■ **Dataset records**:
========================

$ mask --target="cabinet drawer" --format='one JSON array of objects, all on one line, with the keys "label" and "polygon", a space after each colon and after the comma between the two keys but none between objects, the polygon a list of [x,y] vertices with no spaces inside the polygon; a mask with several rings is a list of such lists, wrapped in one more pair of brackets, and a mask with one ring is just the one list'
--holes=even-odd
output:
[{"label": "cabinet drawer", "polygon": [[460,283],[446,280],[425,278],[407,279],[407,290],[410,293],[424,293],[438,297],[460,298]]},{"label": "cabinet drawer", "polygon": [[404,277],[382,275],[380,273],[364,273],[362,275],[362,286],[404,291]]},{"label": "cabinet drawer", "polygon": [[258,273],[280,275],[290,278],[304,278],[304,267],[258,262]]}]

========================

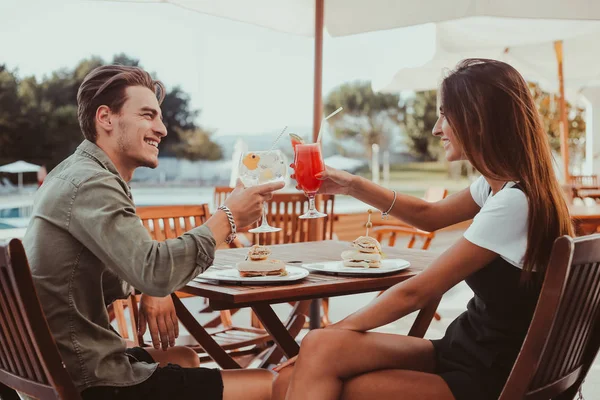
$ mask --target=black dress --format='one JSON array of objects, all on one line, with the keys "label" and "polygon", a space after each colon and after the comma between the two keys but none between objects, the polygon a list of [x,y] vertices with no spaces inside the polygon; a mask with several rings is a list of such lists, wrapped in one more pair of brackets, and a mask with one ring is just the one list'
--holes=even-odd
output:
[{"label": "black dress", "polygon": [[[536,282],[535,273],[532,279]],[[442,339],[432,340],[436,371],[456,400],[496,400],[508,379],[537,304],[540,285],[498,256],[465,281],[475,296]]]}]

========================

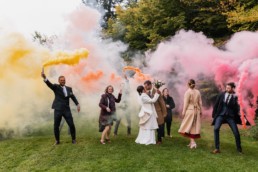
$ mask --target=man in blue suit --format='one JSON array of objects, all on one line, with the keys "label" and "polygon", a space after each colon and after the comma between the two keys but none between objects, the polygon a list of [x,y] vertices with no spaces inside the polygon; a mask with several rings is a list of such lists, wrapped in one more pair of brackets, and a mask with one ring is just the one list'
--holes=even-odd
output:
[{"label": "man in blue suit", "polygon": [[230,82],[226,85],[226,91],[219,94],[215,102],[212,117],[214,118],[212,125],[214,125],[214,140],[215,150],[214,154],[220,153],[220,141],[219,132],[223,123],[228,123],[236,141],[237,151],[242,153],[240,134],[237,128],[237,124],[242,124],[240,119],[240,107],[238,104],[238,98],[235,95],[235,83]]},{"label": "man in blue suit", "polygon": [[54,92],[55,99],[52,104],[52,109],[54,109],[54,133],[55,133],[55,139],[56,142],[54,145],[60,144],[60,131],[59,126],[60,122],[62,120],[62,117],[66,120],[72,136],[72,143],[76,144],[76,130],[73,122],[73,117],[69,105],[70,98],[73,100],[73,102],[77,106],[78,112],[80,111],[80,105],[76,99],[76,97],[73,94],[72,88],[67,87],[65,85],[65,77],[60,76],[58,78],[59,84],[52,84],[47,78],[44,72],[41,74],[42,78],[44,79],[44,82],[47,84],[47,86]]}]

========================

■ **What this task involves**:
Identify all lines in the records above with the word "array".

■ **Answer area**:
$ mask --target="cabinet drawer" --format='one JSON array of objects, all on one line, with the keys "label" and "polygon", a space after each colon and after the comma between the two keys but none between objects, the polygon a list of [x,y] vertices with no spaces inside the polygon; a mask with several rings is a list of such lists, wrapped in one more pair of brackets, and a mask with one ring is just the one list'
$ mask --target=black dress --format='one JSON array of objects, all on one line, with the keys "label" and "polygon", a space after each colon and after the comma between the two keys but none between objects, the polygon a list of [x,y] vertices with no spaces inside the polygon; a mask with several rings is a list of such lists, wrapped in one more pair of brackets, and a mask with one ring is just the one list'
$ mask --target=man in blue suit --format='one JSON array of objects, all on one line, with the keys "label" and "polygon", a space after each colon and after the comma between the two keys but none between objects, the polygon a list of [x,y] vertices with no spaces inside the polygon; a mask with several rings is a list of such lists, wrapped in one more pair of brackets, and a mask with one ring is just the one list'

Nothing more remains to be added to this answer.